Excerpt from a dataset

-- start --

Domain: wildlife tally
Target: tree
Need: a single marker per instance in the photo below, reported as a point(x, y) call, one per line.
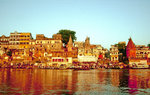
point(148, 46)
point(66, 34)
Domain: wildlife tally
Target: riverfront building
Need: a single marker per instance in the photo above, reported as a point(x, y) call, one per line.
point(114, 54)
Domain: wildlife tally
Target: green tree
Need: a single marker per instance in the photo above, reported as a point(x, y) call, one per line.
point(107, 54)
point(66, 34)
point(148, 46)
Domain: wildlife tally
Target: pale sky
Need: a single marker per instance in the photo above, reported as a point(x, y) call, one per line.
point(106, 22)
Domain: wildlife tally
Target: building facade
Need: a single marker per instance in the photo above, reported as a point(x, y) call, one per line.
point(114, 53)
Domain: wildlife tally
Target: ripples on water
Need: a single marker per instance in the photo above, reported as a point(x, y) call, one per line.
point(82, 82)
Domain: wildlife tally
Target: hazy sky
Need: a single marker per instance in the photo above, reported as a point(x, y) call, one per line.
point(106, 22)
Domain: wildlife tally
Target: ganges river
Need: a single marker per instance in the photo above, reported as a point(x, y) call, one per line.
point(77, 82)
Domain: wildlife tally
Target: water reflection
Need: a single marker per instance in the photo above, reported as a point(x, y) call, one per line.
point(103, 81)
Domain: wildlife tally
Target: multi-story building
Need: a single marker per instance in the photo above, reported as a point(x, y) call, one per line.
point(49, 44)
point(24, 40)
point(4, 44)
point(114, 52)
point(19, 40)
point(131, 49)
point(142, 51)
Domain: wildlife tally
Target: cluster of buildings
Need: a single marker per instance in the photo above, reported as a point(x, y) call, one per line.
point(23, 49)
point(137, 55)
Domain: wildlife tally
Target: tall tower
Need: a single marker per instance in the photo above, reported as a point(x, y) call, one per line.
point(131, 49)
point(70, 44)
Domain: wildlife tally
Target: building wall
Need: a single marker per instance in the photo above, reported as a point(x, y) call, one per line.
point(114, 52)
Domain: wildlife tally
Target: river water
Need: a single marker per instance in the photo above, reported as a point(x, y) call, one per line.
point(77, 82)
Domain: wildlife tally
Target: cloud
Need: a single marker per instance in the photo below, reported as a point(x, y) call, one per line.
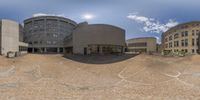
point(44, 14)
point(152, 25)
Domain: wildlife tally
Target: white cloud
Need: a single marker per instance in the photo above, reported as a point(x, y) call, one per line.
point(44, 14)
point(152, 25)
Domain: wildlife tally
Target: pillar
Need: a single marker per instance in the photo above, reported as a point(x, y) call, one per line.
point(45, 50)
point(33, 51)
point(100, 49)
point(58, 50)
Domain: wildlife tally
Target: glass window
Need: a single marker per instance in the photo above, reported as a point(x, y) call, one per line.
point(186, 33)
point(186, 42)
point(182, 34)
point(182, 43)
point(193, 42)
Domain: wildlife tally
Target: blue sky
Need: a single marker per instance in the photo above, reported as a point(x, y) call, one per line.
point(115, 12)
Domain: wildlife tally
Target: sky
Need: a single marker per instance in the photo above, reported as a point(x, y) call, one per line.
point(140, 18)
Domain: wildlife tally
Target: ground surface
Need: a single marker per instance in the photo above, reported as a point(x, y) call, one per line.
point(142, 77)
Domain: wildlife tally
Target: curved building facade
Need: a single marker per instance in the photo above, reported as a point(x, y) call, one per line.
point(142, 45)
point(98, 39)
point(46, 34)
point(183, 37)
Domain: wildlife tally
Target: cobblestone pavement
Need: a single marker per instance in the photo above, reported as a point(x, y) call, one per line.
point(143, 77)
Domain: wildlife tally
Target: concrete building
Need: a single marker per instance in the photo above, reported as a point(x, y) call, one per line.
point(183, 37)
point(98, 39)
point(11, 37)
point(46, 34)
point(142, 45)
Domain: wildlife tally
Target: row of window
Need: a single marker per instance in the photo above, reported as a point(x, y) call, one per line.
point(183, 34)
point(22, 48)
point(184, 43)
point(41, 42)
point(186, 50)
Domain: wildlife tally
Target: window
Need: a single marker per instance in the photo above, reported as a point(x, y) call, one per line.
point(182, 34)
point(170, 38)
point(186, 33)
point(186, 42)
point(186, 50)
point(176, 36)
point(193, 42)
point(192, 50)
point(182, 43)
point(192, 32)
point(170, 45)
point(166, 39)
point(166, 45)
point(176, 44)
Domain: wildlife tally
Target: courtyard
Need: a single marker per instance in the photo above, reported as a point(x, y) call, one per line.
point(122, 77)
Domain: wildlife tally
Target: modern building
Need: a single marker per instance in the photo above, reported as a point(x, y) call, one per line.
point(142, 45)
point(98, 39)
point(183, 37)
point(11, 38)
point(46, 34)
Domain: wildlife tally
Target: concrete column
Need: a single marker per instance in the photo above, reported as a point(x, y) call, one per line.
point(33, 51)
point(58, 50)
point(45, 50)
point(100, 49)
point(64, 50)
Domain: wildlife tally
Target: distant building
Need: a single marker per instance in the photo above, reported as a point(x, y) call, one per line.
point(46, 34)
point(11, 38)
point(142, 45)
point(182, 38)
point(98, 39)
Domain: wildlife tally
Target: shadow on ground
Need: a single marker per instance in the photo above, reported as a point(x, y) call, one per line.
point(99, 59)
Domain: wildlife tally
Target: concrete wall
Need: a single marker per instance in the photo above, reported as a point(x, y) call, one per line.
point(47, 31)
point(193, 29)
point(86, 34)
point(10, 37)
point(151, 43)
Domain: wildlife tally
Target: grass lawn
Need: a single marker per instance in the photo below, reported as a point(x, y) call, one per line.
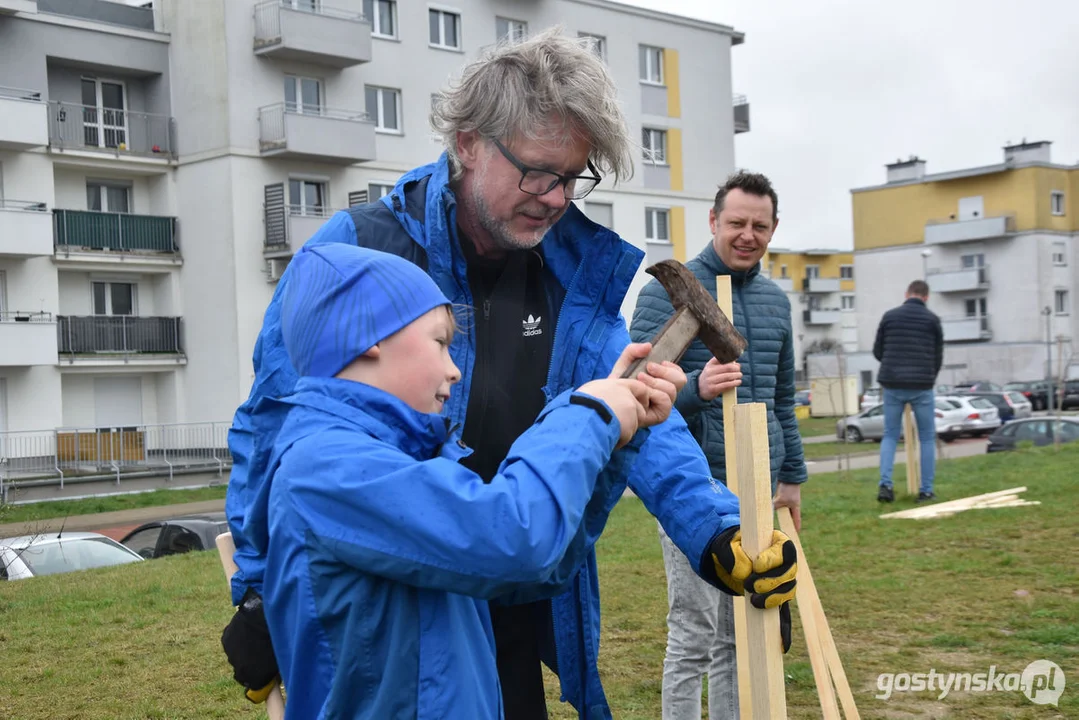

-- end --

WRITTEN EXERCISE:
Output the entries above exactly, without their pictures.

CORRECT RESULT:
Domain: wildlife tally
Target: tree
Need: a single marker per instance in the photo below, reported as a point(x, y) call, one per line.
point(148, 46)
point(66, 34)
Domain: wildlife tally
Target: riverfront building
Need: a single marker per instance in the photo above, reported as a point(x, y) call, one per line.
point(114, 54)
Domain: wildlife tally
Target: green tree
Need: a single marker per instance in the photo above, reported as a point(x, y) call, one per line.
point(107, 54)
point(66, 34)
point(148, 46)
Domain: wildlife tally
Target: pale sky
Need: a single marker per instance in the photo above, reported as a point(x, y) call, one per line.
point(106, 22)
Domain: wildlife tally
Target: building facade
Need: a single marker per instance in the photo above, reported as a point(x, y) call, one per line.
point(114, 53)
Domain: wildlife tally
Target: ripples on water
Need: a single marker per instance in the photo above, reported as a point(x, y) call, one per line.
point(82, 82)
Domain: wildlife tally
Target: hazy sky
Need: a single marker per instance in the photo above, reported as a point(x, y) call, one per line.
point(106, 22)
Domain: wildlife tally
Target: ganges river
Need: a single marker per instance in the photo above, reported as a point(x, y) call, one per line.
point(77, 82)
Domain: wildlife tally
Target: water reflection
Need: a single marker per instance in the photo above, reported as a point(x, y) call, one per line.
point(103, 81)
Domain: wildlife tally
Target: multi-story building
Need: a single marker per instance in the photo above, reported as a point(x, y) call, one per line.
point(49, 44)
point(24, 40)
point(4, 44)
point(114, 52)
point(19, 40)
point(131, 49)
point(142, 51)
Domain: wildlife tally
Target: cluster of buildings
Need: a single marker per instance in the photo above, reported as a point(x, y) call, one per line.
point(23, 49)
point(137, 55)
Domain: wildlife tally
Target: tall tower
Need: a single marker per instance in the photo above, reported as a point(x, y) call, one per line.
point(131, 49)
point(70, 44)
Domain: wildlife tally
Target: building wall
Need: a single marker per instance in the photo above, reported as a point(x, y) call, one per line.
point(114, 52)
Domain: wildlife tally
Target: river water
Need: a single marker per instance in the photo above, reported as a point(x, y) call, one per line.
point(77, 82)
Domain: wildlife tally
Target: cloud
Need: a single marker per instance in the photo below, reported as a point(x, y) call, one per line.
point(44, 14)
point(152, 25)
Domain: wildlife tally
Target: white cloud
Need: a single marker per instance in the photo above, reported as a point(x, y) call, one per line.
point(44, 14)
point(152, 25)
Domain: wildlife tally
Target: pillar
Need: a single marker per instance in the photo above, reported as a point(x, y) call, one per line.
point(45, 50)
point(33, 51)
point(100, 49)
point(58, 50)
Domain: wildlife tally
Target: glass window
Need: a single marker per instance in the photo above, reported as a point(x, y) call, one per line.
point(186, 33)
point(186, 42)
point(182, 34)
point(182, 43)
point(193, 42)
Domain: wildlife tally
Target: blue sky
Need: a single marker per instance in the photo above, reported as a point(x, y) call, one per line.
point(115, 12)
Domain: wildlife tally
Target: sky
Need: a single marker per instance in the photo above, reported as a point(x, y) call, one per line.
point(140, 18)
Domain: wildlife tally
Target: ground surface
Need: a single marker per instance in the photo above, reported as a point(x, y) call, one per line.
point(142, 77)
Domain: wildlife tally
Target: curved building facade
Need: a single marker per instance in the photo above, reported as a point(x, y) call, one per line.
point(142, 45)
point(98, 39)
point(46, 34)
point(183, 37)
Domain: wildlife tally
Target: cobblestone pavement
Need: a single marker per instance in the photo above, reported as a point(x, y) call, one per line.
point(143, 77)
Domain: wildlife tally
Target: concrete building
Need: a single marker per instance in the photo above, reported as a point(x, y) call, one per line.
point(183, 37)
point(98, 39)
point(11, 37)
point(46, 34)
point(142, 45)
Domain: wildlife tally
Target: row of window
Need: a single marker per instance in the photo above, reported as a point(x, y) call, one per line.
point(183, 34)
point(22, 48)
point(184, 43)
point(41, 42)
point(186, 50)
Domain: wildlife tally
Target: window
Need: a single marker per instance in the photo above, reported as a point(x, y) call, one per line.
point(182, 34)
point(170, 38)
point(186, 33)
point(186, 42)
point(186, 50)
point(176, 36)
point(193, 42)
point(192, 50)
point(182, 43)
point(192, 32)
point(170, 45)
point(166, 39)
point(166, 45)
point(176, 44)
Domain: wildlife tally
Target: courtyard
Need: a single marker per instance in the photo above, reported as a point(x, y) call, one per line.
point(122, 77)
Domain: wildlife tally
Target: modern building
Need: a single marker per instance in the photo above, reported as a point(x, y) call, one per line.
point(142, 45)
point(98, 39)
point(183, 37)
point(11, 38)
point(46, 34)
Domain: wildlife tally
Target: concrete column
Need: a single marker per instance in the photo above, reported as a point(x, y) call, one per line.
point(33, 51)
point(58, 50)
point(45, 50)
point(100, 49)
point(64, 50)
Domain: wildlife tally
Target: distant building
Need: a single marker per instance in the photo above, reported as a point(x, y) call, one per line.
point(46, 34)
point(11, 38)
point(142, 45)
point(182, 38)
point(98, 39)
Domain: wildlife tally
Target: shadow on ground
Need: a single marker per instance in the photo above, reported as a point(x, y) call, one per line.
point(99, 59)
Domain: wildlife tally
Target: concrete wall
Need: a single marker per instance in the photo above, reported as a point(x, y) call, one per line.
point(47, 31)
point(193, 29)
point(86, 34)
point(10, 37)
point(151, 43)
Domain: wildlife tally
Target: grass lawn
Need: a single marker per instance in the photo below, reported as a point(x, y) call, one per line.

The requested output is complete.